What is being asked: Could you turn the lines below into a numbered list, leaving out any blank lines?

-- BEGIN The data --

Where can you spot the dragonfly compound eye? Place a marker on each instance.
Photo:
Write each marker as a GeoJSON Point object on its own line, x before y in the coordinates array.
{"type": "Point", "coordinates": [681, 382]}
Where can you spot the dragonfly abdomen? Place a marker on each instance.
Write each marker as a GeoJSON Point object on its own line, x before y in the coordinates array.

-- END The data --

Result:
1. Where can you spot the dragonfly compound eye? Place a marker on each instance.
2. Photo:
3. Write each marker as a GeoJSON Point object on its own line, x before y in the coordinates array.
4. {"type": "Point", "coordinates": [681, 382]}
5. Where can you spot the dragonfly abdomen? Place a marker on each instance.
6. Write each marker as a GeoJSON Point object on its own line, x before y in the coordinates array.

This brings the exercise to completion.